▶ _To do_
Copy out the rows below word for word, from the line with "Robotics grasp planner here. Where is the gravel" through the line with "top-left (4, 122), bottom-right (459, 176)", including both of those lines and nothing else.
---*---
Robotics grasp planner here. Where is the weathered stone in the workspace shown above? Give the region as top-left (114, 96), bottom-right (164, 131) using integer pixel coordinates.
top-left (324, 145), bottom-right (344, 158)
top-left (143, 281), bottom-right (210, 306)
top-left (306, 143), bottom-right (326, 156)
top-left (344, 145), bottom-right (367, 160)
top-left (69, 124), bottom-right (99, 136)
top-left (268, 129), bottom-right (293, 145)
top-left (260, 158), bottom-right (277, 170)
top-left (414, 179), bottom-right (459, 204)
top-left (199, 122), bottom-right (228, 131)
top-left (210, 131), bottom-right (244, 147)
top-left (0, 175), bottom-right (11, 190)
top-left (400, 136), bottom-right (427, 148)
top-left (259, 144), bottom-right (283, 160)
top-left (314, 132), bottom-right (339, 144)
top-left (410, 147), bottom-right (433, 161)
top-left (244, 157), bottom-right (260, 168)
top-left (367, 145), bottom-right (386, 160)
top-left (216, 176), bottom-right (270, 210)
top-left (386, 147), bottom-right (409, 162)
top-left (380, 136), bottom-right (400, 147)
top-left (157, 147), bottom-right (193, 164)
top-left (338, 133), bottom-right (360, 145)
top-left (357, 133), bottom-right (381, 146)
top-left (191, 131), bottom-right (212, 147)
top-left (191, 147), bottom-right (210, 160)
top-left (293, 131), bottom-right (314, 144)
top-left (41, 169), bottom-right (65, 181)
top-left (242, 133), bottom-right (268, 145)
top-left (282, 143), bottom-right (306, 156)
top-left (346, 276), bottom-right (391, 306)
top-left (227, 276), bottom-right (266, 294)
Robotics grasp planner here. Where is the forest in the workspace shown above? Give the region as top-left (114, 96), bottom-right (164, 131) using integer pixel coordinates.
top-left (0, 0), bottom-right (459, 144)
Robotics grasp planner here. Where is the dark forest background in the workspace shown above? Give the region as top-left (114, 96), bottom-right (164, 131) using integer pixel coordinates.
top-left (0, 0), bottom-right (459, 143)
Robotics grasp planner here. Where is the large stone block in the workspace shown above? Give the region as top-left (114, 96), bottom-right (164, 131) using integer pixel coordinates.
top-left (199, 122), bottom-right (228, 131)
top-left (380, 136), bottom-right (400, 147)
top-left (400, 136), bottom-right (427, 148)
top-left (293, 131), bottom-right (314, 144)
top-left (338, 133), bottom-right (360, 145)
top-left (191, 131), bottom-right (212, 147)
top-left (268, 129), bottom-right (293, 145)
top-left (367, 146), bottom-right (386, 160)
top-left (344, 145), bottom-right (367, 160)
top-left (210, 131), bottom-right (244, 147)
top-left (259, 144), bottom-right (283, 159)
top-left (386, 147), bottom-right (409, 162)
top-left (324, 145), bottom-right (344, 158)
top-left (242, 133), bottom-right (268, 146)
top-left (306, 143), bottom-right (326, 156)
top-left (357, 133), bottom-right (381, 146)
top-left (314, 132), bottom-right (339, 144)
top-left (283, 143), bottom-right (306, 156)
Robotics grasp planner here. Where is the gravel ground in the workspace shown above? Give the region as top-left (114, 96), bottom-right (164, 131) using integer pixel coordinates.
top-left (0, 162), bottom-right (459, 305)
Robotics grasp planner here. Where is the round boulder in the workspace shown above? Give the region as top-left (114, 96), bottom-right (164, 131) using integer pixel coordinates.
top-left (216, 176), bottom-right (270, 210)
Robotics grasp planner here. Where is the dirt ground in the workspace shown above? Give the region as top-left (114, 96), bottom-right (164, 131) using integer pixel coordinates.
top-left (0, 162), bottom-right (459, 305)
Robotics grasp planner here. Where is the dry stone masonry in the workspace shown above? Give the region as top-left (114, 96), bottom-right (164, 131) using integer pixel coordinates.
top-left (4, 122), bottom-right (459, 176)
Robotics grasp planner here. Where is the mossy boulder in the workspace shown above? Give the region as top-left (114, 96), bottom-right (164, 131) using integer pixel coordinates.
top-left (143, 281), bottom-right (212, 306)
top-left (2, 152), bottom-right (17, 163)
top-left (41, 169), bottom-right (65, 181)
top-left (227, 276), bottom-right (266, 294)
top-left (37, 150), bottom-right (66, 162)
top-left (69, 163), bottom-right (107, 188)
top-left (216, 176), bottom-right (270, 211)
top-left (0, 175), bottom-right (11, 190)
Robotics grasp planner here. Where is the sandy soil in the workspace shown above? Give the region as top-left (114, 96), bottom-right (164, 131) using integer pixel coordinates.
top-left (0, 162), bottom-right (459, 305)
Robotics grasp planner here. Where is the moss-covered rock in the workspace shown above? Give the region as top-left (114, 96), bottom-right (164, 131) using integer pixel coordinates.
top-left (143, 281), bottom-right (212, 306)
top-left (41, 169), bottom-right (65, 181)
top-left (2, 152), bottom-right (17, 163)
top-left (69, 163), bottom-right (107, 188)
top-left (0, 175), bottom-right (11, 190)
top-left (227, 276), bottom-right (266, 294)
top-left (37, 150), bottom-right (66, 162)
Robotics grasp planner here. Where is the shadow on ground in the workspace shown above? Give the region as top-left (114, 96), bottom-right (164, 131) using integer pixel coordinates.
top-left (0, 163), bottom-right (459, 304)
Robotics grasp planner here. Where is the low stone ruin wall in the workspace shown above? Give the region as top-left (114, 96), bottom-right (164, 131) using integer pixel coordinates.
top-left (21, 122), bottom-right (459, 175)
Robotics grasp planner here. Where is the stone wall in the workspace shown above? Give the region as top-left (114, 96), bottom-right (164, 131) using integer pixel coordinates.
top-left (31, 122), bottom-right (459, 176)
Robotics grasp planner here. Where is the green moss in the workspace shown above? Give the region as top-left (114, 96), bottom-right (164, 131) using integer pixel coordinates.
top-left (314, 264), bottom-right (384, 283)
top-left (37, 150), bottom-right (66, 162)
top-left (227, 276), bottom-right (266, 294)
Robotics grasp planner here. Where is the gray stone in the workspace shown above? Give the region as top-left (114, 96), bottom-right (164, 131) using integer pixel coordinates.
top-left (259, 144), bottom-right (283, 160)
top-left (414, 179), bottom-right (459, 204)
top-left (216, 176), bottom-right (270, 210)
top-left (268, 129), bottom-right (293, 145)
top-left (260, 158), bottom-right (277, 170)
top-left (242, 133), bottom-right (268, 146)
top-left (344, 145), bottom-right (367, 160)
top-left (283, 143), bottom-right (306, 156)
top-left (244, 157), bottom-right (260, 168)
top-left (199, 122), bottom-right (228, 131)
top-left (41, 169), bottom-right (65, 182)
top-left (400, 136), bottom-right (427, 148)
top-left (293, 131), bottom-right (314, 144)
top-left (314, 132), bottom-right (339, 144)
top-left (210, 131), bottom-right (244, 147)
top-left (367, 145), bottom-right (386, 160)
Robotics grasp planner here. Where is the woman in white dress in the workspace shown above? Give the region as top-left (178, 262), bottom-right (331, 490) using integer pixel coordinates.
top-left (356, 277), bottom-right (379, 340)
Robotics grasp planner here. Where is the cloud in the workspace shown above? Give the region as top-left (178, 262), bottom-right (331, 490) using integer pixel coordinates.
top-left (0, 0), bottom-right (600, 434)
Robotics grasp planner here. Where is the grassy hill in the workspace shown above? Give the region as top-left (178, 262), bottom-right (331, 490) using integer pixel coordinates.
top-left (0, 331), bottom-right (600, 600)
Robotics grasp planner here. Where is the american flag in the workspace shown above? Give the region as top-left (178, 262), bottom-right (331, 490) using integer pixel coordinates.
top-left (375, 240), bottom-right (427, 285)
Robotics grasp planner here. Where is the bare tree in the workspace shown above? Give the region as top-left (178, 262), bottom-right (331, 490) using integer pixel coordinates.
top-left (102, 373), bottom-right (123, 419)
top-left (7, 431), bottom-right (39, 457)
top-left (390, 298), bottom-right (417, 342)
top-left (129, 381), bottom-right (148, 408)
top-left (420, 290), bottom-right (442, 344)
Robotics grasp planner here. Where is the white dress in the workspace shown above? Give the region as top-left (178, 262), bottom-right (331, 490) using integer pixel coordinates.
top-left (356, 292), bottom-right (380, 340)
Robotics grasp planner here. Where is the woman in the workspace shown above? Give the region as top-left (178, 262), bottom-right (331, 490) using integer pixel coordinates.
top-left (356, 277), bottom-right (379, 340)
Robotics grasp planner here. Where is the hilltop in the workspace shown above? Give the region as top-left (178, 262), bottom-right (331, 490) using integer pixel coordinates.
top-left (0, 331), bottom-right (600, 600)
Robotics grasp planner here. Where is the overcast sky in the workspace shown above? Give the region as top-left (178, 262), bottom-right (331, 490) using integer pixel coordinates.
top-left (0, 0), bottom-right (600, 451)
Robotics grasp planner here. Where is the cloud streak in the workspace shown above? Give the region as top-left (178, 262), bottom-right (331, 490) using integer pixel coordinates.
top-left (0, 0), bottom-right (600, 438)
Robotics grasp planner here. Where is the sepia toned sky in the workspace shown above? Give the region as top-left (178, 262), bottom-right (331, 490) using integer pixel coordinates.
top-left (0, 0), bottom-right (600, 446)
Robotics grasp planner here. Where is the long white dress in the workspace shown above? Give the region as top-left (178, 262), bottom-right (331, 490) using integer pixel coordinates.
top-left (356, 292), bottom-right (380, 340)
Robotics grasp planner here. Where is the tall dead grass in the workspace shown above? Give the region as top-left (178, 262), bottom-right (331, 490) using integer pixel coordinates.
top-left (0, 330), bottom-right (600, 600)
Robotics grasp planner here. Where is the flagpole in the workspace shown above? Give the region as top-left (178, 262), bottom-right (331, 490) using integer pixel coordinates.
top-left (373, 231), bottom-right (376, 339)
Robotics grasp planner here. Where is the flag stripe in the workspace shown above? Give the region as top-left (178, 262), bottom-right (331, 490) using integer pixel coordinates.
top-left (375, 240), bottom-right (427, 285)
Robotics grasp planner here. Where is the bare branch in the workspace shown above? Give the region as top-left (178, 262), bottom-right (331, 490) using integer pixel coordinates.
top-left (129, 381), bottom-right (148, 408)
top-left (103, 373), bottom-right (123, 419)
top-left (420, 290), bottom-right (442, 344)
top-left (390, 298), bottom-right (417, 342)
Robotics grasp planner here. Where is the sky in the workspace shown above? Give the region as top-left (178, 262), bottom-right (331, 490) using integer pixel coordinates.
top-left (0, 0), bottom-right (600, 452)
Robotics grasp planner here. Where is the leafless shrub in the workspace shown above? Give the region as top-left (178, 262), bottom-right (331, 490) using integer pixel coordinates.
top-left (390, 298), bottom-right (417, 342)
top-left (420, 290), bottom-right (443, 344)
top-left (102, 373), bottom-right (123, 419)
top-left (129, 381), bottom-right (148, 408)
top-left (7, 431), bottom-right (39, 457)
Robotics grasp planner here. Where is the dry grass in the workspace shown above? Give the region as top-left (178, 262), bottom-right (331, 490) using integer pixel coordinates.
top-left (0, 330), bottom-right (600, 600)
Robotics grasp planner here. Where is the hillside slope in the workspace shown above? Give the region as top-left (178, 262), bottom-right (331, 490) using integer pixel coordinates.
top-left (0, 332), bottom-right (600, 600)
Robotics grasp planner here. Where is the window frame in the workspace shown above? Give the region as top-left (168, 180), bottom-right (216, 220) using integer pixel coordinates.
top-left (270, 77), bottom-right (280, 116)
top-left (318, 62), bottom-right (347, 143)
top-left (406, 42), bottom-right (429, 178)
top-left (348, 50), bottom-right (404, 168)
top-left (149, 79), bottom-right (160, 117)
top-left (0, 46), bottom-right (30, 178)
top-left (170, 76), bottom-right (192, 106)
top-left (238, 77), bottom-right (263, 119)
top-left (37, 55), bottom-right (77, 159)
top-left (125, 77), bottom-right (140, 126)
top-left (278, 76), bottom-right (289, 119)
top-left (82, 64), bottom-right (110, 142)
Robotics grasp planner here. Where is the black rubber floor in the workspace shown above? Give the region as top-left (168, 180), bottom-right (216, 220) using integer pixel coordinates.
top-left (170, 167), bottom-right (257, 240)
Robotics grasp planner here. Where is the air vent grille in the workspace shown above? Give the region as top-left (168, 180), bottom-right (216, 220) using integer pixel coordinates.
---*---
▶ _Written solution_
Robotics grasp planner here. Where is the gravel ground in the workspace shown above? Give the region as top-left (114, 96), bottom-right (164, 131) using integer pixel coordinates.
top-left (0, 162), bottom-right (459, 305)
Robotics grasp planner here. Where is the round boulder in the workspace shown above? Give the region as top-left (114, 96), bottom-right (164, 131) using integer pixel coordinates.
top-left (216, 176), bottom-right (270, 210)
Robotics grasp planner here. Where is the dirt ground in the workspace shown above? Give the region as top-left (114, 96), bottom-right (164, 131) using integer pixel coordinates.
top-left (0, 162), bottom-right (459, 305)
Robotics grasp planner here. Where is the dry stone masonry in the workspace shown above? Give the region as top-left (114, 96), bottom-right (164, 131) using integer pixel coordinates.
top-left (4, 122), bottom-right (459, 176)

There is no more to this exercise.